■ GIVEN INSTRUCTION ■
Convert the rows below into a JSON array of strings, with one string per line and blank lines omitted.

■ DATA FOR THE TASK ■
▬▬▬▬▬▬
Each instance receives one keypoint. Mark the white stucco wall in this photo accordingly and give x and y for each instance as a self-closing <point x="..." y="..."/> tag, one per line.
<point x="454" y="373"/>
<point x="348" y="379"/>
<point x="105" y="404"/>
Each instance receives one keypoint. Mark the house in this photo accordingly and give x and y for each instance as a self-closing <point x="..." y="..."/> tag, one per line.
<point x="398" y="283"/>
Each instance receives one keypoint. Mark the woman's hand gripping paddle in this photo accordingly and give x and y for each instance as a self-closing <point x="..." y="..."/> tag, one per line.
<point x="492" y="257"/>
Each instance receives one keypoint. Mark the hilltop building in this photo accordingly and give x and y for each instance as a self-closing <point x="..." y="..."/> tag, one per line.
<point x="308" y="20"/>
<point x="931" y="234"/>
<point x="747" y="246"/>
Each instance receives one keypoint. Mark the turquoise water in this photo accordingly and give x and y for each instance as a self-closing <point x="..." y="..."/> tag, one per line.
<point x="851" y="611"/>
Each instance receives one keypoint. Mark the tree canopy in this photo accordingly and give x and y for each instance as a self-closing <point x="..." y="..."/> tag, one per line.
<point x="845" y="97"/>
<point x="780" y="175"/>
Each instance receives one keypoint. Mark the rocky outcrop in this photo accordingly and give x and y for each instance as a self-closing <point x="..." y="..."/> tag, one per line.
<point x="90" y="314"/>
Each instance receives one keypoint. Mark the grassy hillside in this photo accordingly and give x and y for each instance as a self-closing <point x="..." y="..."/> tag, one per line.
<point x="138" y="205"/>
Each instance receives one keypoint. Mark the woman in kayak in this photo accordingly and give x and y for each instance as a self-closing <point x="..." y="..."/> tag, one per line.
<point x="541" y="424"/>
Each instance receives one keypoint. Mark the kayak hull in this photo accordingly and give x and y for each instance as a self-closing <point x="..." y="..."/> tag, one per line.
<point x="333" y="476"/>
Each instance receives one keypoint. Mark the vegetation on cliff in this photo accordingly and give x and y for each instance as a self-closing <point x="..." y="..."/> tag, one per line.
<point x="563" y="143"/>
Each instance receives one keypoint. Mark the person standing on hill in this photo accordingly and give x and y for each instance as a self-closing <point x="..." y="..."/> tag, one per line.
▬▬▬▬▬▬
■ ANSWER TO THIS PROBLEM ■
[
  "Each instance receives one keypoint. Mark the white stucco wall in this photo accordingly and give x and y for each instance as a self-closing <point x=\"...\" y=\"...\"/> tag, one per line.",
  "<point x=\"454\" y=\"373\"/>",
  "<point x=\"348\" y=\"379\"/>",
  "<point x=\"105\" y=\"404\"/>",
  "Each instance receives one keypoint. Mark the house in this photo accordingly and give x and y for each instance as a self-closing <point x=\"...\" y=\"...\"/> tag, one per line.",
  "<point x=\"398\" y=\"283\"/>",
  "Each instance receives one keypoint. Mark the woman's hand gripping paddle in this photo accordingly and give x and y for each instance as a self-closing <point x=\"...\" y=\"...\"/> tag, one per line.",
  "<point x=\"492\" y=\"257\"/>",
  "Each instance receives one keypoint. Mark the hilltop building in this photo accordingly and give x and y for each instance as a self-closing <point x=\"...\" y=\"...\"/> tag, one per line.",
  "<point x=\"308\" y=\"20\"/>",
  "<point x=\"931\" y=\"234\"/>",
  "<point x=\"747\" y=\"246\"/>",
  "Each instance receives one keypoint. Mark the turquoise water in this photo accordingly and give x and y for each instance as a self-closing <point x=\"...\" y=\"...\"/> tag, one per line.",
  "<point x=\"851\" y=\"611\"/>",
  "Each instance receives one keypoint. Mark the tree canopy in this photo accordingly and give x and y for each instance as a self-closing <point x=\"...\" y=\"...\"/> tag, one per line.",
  "<point x=\"845\" y=\"97\"/>",
  "<point x=\"780\" y=\"175\"/>",
  "Each instance receives one keypoint. Mark the rocky outcrop in this photo accordingly and give x and y for each instance as a self-closing <point x=\"...\" y=\"...\"/> tag, one per line.",
  "<point x=\"90\" y=\"314\"/>",
  "Each instance receives one keypoint. Mark the grassy hillside in this photo accordingly and give x and y for each instance as a self-closing <point x=\"...\" y=\"...\"/> tag, one per line.",
  "<point x=\"138\" y=\"205\"/>",
  "Each instance receives one keypoint. Mark the woman in kayak in this photo accordingly and give x and y for each instance as a self-closing <point x=\"...\" y=\"...\"/> tag, one per line.",
  "<point x=\"541\" y=\"424\"/>",
  "Each instance receives one keypoint. Mark the kayak hull in this photo accordingly and give x and y for each instance as a self-closing <point x=\"...\" y=\"...\"/> tag, one per line.",
  "<point x=\"333\" y=\"476\"/>",
  "Each instance receives one keypoint. Mark the vegetation on cliff in this photo accordingly and give x and y for each instance as a self-closing <point x=\"...\" y=\"...\"/> tag, one per line.",
  "<point x=\"563\" y=\"143\"/>",
  "Each instance receives one keypoint. Mark the person standing on hill in this photo accordingly and give x and y for each instance as a self-closing <point x=\"...\" y=\"...\"/> tag, one per line."
]